ОТРЫВОК ДЛЯ ЧТЕНИЯ -
**********

Хотя лапки малой крачки с перепонками, и плавать она, наверное, может, назвать ее водоплавающей птицей нельзя. Живет около воды, добычу ловит в воде, безбоязненно окунаясь в нее с разлета, но никогда в свободные минуты эта птица не опускается на воду отдохнуть, искупаться, поплавать. В жару для специального купания выбирает самое мелкое место, как воробей, чтобы чувствовать под собой твердое дно, и плещется на нем, приседая, отряхиваясь, поднимая фонтанчики брызг. Плеснет небольшая речная волна, отрывая птицу от опоры — и она сразу поднимается в воздух.
Тихие минуты на пляже выдаются редко. Нормальная жизнь колонии постоянно озвучена голосами ее обитателей, то тревожно-частыми, то успокаивающими, то возмущенными. При малейшей тревоге взлетают все. Крачка — птица видная, и наседке нельзя оставаться на гнезде. На поиск яиц нужно время, но крачки этого никому не позволят: у них, кроме клювов, есть еще одно средство против крупных врагов: они очень точно обстреливают с воздуха крупными каплями помета того, кто забредет в колонию даже случайно. В спокойные же минуты наседки успевают и подремать немного. Свободные птицы или молча стоят неподалеку от гнезд, или играют над пляжем. Поднявшись вертикально вверх, зигзагами, обгоняя друг друга, бросаются они к земле, останавливая падение в нескольких сантиметрах от нее. Поиграв, охотятся или предлагают партнеру посидеть на гнезде вместо себя.

**********

СТРОКИ ДАННЫХ -
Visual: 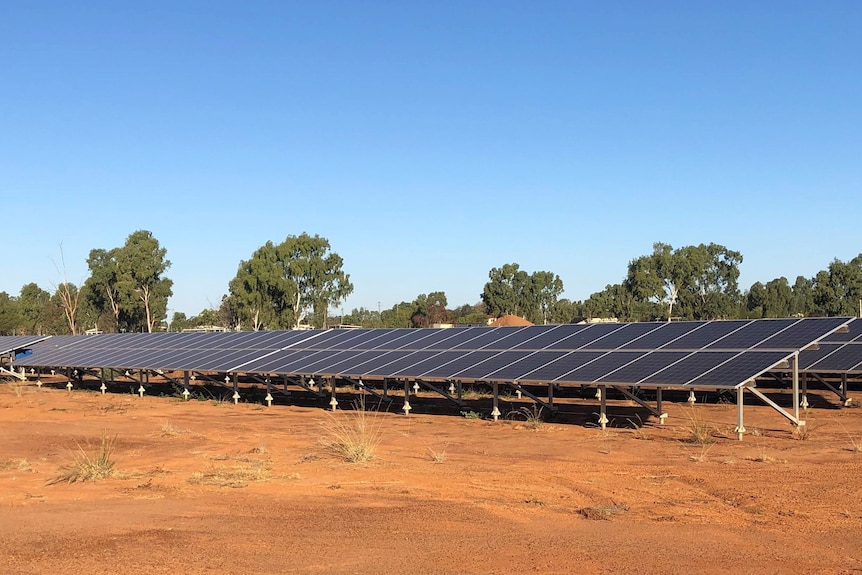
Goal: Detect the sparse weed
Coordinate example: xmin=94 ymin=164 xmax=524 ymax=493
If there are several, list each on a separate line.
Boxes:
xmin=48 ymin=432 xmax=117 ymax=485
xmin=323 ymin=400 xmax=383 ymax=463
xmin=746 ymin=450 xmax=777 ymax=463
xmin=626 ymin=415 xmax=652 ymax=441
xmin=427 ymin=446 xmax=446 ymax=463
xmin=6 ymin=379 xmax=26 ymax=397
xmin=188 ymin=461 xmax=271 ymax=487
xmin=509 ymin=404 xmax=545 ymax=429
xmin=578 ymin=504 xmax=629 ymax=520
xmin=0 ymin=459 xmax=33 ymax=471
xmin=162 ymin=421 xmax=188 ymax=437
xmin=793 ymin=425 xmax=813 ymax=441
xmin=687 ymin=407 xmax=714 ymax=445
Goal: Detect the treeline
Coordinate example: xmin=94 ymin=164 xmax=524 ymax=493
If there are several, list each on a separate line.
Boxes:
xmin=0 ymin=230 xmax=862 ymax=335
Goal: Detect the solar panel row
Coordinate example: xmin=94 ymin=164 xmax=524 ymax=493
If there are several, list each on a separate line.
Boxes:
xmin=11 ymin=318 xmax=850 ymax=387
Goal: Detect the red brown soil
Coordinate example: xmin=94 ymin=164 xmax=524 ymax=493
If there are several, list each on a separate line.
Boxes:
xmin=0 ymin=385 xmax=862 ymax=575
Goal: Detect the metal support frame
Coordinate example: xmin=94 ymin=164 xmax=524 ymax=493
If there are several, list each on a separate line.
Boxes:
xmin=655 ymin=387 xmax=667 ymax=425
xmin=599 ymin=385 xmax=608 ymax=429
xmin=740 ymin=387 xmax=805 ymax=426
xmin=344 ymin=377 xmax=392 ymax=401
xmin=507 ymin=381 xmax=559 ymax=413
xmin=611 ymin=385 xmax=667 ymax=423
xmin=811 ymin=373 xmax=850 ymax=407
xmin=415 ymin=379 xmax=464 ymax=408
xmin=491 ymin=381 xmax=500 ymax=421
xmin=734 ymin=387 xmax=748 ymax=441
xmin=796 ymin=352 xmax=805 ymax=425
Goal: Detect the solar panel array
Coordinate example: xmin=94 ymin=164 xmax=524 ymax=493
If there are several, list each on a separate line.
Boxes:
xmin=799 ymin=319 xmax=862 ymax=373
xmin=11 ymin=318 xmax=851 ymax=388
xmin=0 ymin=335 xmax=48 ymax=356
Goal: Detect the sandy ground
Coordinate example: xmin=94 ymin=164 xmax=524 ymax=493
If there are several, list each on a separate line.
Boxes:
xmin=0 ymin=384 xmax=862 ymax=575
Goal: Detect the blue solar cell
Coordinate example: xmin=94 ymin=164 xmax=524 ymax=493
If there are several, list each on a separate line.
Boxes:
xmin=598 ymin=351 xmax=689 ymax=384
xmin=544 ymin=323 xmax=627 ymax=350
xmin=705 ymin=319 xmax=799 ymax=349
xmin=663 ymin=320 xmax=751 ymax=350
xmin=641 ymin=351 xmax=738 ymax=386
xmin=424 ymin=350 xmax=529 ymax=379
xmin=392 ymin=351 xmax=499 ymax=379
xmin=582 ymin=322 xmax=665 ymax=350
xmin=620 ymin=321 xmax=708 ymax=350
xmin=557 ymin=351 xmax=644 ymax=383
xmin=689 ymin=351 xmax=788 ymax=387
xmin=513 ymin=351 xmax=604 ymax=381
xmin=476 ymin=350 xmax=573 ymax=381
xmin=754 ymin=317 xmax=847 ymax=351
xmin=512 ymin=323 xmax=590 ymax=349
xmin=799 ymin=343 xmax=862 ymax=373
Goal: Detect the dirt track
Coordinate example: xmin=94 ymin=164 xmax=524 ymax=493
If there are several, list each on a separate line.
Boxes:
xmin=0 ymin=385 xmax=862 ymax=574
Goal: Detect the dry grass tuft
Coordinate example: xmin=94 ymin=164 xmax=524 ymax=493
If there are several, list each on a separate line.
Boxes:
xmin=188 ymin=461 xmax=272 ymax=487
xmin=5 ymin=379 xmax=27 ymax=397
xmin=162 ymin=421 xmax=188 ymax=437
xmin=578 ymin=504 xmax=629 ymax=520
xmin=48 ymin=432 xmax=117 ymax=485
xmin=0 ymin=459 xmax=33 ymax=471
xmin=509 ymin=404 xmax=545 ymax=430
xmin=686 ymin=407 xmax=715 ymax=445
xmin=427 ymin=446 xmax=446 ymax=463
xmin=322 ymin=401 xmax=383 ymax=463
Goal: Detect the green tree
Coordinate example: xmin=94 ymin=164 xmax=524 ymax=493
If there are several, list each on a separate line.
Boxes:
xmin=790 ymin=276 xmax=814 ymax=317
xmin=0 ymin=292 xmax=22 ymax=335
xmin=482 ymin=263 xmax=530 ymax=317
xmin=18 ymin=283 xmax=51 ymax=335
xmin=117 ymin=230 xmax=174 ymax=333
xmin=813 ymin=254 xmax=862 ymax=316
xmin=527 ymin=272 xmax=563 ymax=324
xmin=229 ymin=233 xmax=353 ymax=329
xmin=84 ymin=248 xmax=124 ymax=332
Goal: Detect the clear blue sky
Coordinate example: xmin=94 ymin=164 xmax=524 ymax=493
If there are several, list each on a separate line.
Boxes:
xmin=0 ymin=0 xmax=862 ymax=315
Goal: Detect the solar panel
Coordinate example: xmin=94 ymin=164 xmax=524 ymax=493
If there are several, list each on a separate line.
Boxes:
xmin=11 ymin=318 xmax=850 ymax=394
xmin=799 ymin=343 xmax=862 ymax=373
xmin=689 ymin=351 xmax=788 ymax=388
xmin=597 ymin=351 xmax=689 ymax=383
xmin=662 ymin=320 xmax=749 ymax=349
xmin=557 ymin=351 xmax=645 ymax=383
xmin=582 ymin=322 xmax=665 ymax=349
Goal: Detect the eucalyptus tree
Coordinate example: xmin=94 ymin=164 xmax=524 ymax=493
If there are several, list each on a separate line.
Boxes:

**********

ЗАДАНИЕ 1 - Какое средство, помимо клювов, есть у крачек против крупных врагов согласно тексту о малой крачке?
ЗАДАНИЕ 2 - Извлеките из текста о малой крачке фрагмент между словами «Хотя лапки малой» и «поднимается в воздух.» включительно, сохранив его без изменений.
ЗАДАНИЕ 3 - Допишите текст о малой крачке, продолжив его с того места, где он заканчивается.

ПИСЬМЕННЫЙ ОТВЕТ 1 - Крачки очень точно обстреливают с воздуха крупными каплями помета того, кто забредет в колонию.

ПИСЬМЕННЫЙ ОТВЕТ 2 -
Хотя лапки малой крачки с перепонками, и плавать она, наверное, может, назвать ее водоплавающей птицей нельзя. Живет около воды, добычу ловит в воде, безбоязненно окунаясь в нее с разлета, но никогда в свободные минуты эта птица не опускается на воду отдохнуть, искупаться, поплавать. В жару для специального купания выбирает самое мелкое место, как воробей, чтобы чувствовать под собой твердое дно, и плещется на нем, приседая, отряхиваясь, поднимая фонтанчики брызг. Плеснет небольшая речная волна, отрывая птицу от опоры — и она сразу поднимается в воздух.

ПИСЬМЕННЫЙ ОТВЕТ 3 -
У озера Чистого
Еще и сейчас в хоженых и перехоженых вдоль и поперек пригородных лесах находятся уголки, где жизнь четвероногих, безногих, пернатых и прочих обитателей течет так же спокойно, как в заповеднике. И защищает их от нашествий, которым подвергаются грибные, ягодные и просто живописные места, только то, что оттуда нечего унести. В Усманском бору, совсем рядом с оживленной дорогой, отражая стоящие вокруг сосны да плывущие над ними облака, притаилось такое полуозерцо-полуболотце Чистое. В нем нет родников, и поэтому вода бывает только после хороших, многоснежных зим. По краям окружено оно кольцом столетних осоковых кочек, а середина всегда чиста: никакой болотной или водяной травы, даже ряски нет на ней.
Сюда никто не ходит потому, что даже в грибное лето не собрать тут и десятка суховатых желтых сыроежек, даже в ягодный год не нарвать горстки земляники. Ни цветов здесь, ни лекарственных трав, и косить, кроме осоки, нечего. Почему-то не приживаются в озерце карасики, которыми кишат соседние озера и бобровые пруды. И на отдых никого не манит озерцо, потому что хоть и чиста его вода, да не подойти к ней. Здесь чаще, чем в самых глухих местах, оставляют зайчихи зайчат. На кочках безбоязненно греются черноспинные черепахи и желтоголовые ужи. Здесь даже лягушки непуганые. А у трухлявой колоды спокойно высиживает утят чирок-трескунок.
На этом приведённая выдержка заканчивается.